-- Task input follows --
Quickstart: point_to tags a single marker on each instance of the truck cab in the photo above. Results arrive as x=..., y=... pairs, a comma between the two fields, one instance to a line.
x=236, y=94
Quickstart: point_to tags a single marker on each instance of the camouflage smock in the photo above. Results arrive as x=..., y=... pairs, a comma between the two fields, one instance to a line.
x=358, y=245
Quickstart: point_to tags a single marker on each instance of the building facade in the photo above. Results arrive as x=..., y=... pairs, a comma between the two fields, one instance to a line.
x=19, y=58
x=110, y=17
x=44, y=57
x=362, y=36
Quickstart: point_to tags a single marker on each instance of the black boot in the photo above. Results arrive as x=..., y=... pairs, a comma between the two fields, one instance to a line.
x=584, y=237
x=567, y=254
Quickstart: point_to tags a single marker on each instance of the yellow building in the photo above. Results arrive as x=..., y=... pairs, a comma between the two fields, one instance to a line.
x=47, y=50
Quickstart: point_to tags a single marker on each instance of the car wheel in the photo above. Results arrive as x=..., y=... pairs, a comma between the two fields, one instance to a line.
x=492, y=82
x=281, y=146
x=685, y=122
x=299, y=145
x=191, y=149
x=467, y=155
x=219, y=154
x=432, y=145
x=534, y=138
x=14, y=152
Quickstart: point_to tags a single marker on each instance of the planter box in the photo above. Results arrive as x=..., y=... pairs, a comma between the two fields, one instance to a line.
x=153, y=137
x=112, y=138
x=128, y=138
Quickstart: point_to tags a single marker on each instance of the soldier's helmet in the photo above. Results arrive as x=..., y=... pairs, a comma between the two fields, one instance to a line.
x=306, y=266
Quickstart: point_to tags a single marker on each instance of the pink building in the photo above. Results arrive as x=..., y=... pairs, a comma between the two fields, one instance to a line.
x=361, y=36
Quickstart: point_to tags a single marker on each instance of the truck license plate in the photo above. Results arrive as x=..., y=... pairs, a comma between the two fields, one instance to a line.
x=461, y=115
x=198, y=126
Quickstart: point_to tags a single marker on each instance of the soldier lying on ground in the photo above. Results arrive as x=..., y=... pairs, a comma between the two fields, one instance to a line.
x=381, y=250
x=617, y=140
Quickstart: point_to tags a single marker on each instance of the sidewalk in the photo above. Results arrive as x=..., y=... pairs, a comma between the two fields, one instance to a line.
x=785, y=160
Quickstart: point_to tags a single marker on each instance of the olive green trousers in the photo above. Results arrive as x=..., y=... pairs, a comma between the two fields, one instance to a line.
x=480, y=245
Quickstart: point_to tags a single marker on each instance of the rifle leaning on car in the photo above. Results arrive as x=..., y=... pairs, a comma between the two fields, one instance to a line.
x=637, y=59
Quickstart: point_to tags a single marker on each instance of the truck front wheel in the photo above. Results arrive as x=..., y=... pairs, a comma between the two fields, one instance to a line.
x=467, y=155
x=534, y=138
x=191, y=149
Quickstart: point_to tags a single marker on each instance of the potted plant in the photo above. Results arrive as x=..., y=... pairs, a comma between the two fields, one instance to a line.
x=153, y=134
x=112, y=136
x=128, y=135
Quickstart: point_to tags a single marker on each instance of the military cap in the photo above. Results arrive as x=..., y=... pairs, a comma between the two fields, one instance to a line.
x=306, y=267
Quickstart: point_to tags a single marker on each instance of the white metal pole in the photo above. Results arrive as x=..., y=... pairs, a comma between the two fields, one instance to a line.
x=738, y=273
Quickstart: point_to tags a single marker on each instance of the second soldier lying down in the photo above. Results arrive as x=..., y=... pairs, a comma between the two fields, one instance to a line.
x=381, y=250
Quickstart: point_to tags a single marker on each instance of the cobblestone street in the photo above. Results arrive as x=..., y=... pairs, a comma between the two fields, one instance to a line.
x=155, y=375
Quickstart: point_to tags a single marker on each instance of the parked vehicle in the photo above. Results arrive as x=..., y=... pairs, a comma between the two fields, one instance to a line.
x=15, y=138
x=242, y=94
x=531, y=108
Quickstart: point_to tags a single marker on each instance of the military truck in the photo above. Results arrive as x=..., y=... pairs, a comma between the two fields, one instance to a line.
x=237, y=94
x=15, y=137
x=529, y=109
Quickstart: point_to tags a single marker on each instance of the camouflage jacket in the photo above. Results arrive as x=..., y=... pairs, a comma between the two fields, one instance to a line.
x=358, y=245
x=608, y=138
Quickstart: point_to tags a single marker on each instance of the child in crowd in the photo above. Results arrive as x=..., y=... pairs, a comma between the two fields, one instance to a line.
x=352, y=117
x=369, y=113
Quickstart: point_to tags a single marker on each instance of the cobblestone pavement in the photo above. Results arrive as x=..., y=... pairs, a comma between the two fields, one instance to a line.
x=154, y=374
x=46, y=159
-- Task input concluded --
# Your goal
Write out the data above again, word for word.

# Answer to the problem
Quickstart: point_to tags a single marker on each instance of the truck cab in the photo above. Results arrive as x=..., y=... pairs, a comma between the two fields, one instance to a line.
x=236, y=94
Quickstart: point_to tags a single marker on each instance of the camouflage smock in the photo above. Results arrive as x=..., y=... pairs, a comma between the two fields, one instance to a line.
x=358, y=245
Quickstart: point_to tags a single marker on each instance of the building facade in the photo above. Results arrive as x=..., y=... pairs, a comma between the two fields, one instance to a line.
x=19, y=58
x=110, y=17
x=44, y=57
x=362, y=36
Quickstart: point_to tags a single marker on each instance of the black boot in the photo above. Results arrive as x=..., y=... pairs, a comma between the two fields, one instance to a line.
x=584, y=237
x=567, y=254
Quickstart: point_to tags a single marker on each instance of the yellow building in the photo above. Results arrive as x=..., y=... pairs, a comma between the two fields, one instance to a line.
x=47, y=50
Quickstart: point_to tags a single marker on each instance of the car wheel in the photo above. Results arrive as x=..., y=... pairs, a comma between the two fields, one instance to a line.
x=492, y=82
x=281, y=146
x=685, y=122
x=299, y=145
x=191, y=149
x=467, y=155
x=219, y=154
x=432, y=145
x=534, y=138
x=14, y=152
Quickstart: point_to tags a single marker on each instance of the planter box in the photo above. Results arrive as x=..., y=... pairs, a comma between the two fields, one instance to a line.
x=153, y=137
x=112, y=138
x=128, y=138
Quickstart: point_to tags a single marker on each instance of the soldier's helmet in the photo above. Results arrive as x=..., y=... pairs, a comma between the two fields, one instance to a line.
x=306, y=266
Quickstart: point_to tags a single marker on each instance of the pink building in the photo above. Results arrive as x=..., y=... pairs, a comma between the two fields, one instance to a line.
x=361, y=36
Quickstart: point_to tags a single marker on each instance of the truck license plate in the photo above. Results arrive as x=..., y=... pairs, a comma between the two fields, one instance to a line.
x=461, y=115
x=198, y=126
Quickstart: point_to tags a single marker on each instance of the soldier lying on ground in the photo above. Results arrive as x=..., y=... pairs, a comma between the two fields, one instance to a line.
x=381, y=250
x=617, y=140
Quickstart: point_to tags a single marker on each instance of the sidewalk in the photo above. Results arrive as x=..., y=... pairs, a comma between the two fields, one instance to a line.
x=785, y=160
Quickstart: point_to tags a single marker on each instance of the olive green trousers in the photo above. Results arrive as x=..., y=... pairs, a comma between the two fields, one instance to a line.
x=480, y=245
Quickstart: point_to tags a single marker on each instance of the rifle leaning on car in the photo above. Results arrive as x=..., y=... pairs, a comma between the two fields, one instance to a line.
x=637, y=59
Quickstart: point_to tags a single marker on each instance of the truck front wheel in the photo above. Results arrive as x=..., y=... pairs, a comma between the two fields, one instance to a line.
x=467, y=155
x=534, y=138
x=191, y=149
Quickstart: point_to tags a single marker on each instance of the potted plant in the photo above. Results arrive as x=..., y=... pairs, a comma between the two fields, one instance to a line.
x=153, y=134
x=112, y=136
x=128, y=135
Quickstart: point_to tags a single marker on each instance of the military cap in the photo above. Results arrive as x=..., y=... pairs, a comma between the two fields, one instance to a line.
x=306, y=267
Quickstart: point_to tags a single marker on each instance of the white metal pole in the photo above. Results arrive as x=..., y=... pairs, a comma between the two fields, one instance to a line.
x=738, y=273
Quickstart: point_to tags a single marker on each instance of the second soldier lying down in the photo above. Results arrive as x=..., y=... pairs, a comma between the two fields, one instance to a line.
x=381, y=250
Quickstart: point_to tags a single marker on each instance of the cobblestone street in the photo above. Results arrive as x=..., y=... pairs, a comma between the two fields, one instance to a line.
x=155, y=375
Quickstart: point_to tags a single marker on each instance of the parked vehicle in the photo above. Results arrive as x=..., y=... pairs, a comma between the two fields, one instance to a line.
x=15, y=138
x=242, y=94
x=531, y=108
Quickstart: point_to tags a single marker on each instance of the military truck in the photo above. Results arrive as x=..., y=... pairs, a comma between the two fields, one instance to a line.
x=237, y=94
x=15, y=137
x=529, y=109
Quickstart: point_to tags a single marker on each instance of the camouflage jacket in the photo above. Results arrive as x=..., y=... pairs, a comma between the two fields, one instance to a line.
x=358, y=245
x=608, y=138
Quickstart: point_to tags a single marker on each instance of the child in crowd in the photo above. Results arrive as x=..., y=... pairs, a comma between the two fields, one instance to a line.
x=352, y=117
x=369, y=113
Quickstart: point_to tags a single marker on each instance of the cobblestone pavement in the photo above. Results arrive as x=..., y=... pairs, a comma between the two fields, one instance to a line.
x=154, y=374
x=46, y=159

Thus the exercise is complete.